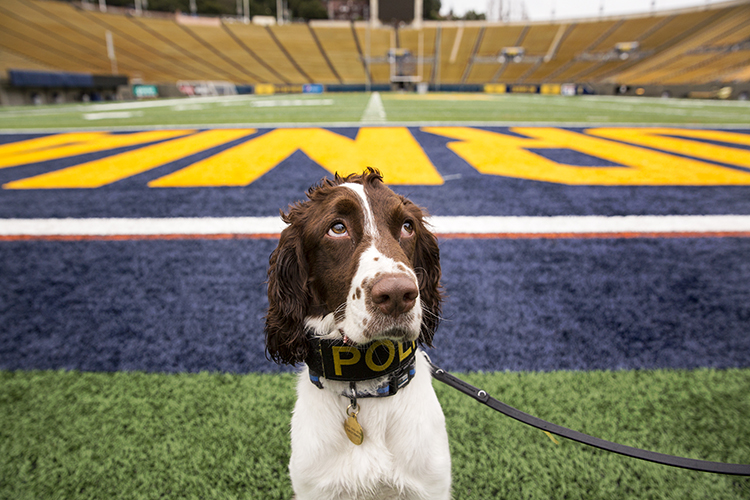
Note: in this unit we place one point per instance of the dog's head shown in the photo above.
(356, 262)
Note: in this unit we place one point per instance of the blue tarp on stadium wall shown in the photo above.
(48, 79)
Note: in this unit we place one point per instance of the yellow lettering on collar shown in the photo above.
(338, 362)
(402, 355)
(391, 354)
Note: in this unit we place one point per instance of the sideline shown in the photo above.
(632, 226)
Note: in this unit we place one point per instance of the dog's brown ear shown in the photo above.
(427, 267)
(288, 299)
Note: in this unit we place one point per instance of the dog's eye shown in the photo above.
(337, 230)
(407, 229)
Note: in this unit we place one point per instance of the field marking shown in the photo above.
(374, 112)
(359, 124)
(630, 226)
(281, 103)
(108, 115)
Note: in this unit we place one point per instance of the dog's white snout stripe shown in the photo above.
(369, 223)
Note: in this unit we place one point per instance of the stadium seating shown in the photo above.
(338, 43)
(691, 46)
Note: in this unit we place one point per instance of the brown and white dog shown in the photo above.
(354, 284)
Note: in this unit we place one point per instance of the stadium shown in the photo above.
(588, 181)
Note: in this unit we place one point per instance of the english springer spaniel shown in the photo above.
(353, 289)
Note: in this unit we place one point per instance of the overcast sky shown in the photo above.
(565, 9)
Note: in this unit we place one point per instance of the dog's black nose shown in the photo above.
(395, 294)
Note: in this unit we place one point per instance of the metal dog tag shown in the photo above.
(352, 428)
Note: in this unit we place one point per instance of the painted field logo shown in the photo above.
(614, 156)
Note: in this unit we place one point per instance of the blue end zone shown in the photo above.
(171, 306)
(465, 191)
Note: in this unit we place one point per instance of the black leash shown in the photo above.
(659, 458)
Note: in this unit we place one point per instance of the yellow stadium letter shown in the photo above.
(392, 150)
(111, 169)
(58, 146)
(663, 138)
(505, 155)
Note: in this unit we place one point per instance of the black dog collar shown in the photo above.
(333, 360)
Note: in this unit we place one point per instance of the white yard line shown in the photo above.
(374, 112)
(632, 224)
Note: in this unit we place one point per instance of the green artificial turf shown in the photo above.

- **EXERCISE AIM**
Output must be limited to the lines beginning with the one that contains "dog shown in the photo above." and ending with the last line of the entries, reproduced exactly.

- **RESULT**
Note: in this unit we place one point per instance of the brown and white dog shown in the photo above.
(354, 284)
Note: in this unit we place one point per instance of the stadium shown in the photo above.
(588, 181)
Note: in this unit we place one point per instance of the english springer spaniel shown in the photo above.
(353, 289)
Note: in this unit we place one point per instance of the overcast sky shown in the photo above.
(565, 9)
Note: in this unit we place one point per instance of the dog's black nose shown in the photo above.
(395, 294)
Note: in this unit we place one point per instance of the metal dog tag shown in the photo above.
(352, 428)
Note: in this unit we place one point per instance of the painted field logo shown in the photo above.
(614, 156)
Note: in this unit we place one point per instance of the blue end zone shown in the photo above.
(171, 306)
(465, 191)
Note: in this unit we place one point per instance of the black leash shown in the photo above.
(659, 458)
Note: in this unit we place one point per instance of the yellow stadium letter shown in the photo above.
(392, 150)
(111, 169)
(58, 146)
(663, 138)
(505, 155)
Note: in this unit we place one point per instance of the black dog collar shown in the photo above.
(333, 360)
Note: in this unit we place one point per instance of the white yard line shown in the photo above.
(374, 112)
(632, 224)
Note: in this unit we place one point per instance of the green artificial turf shown in the photo above.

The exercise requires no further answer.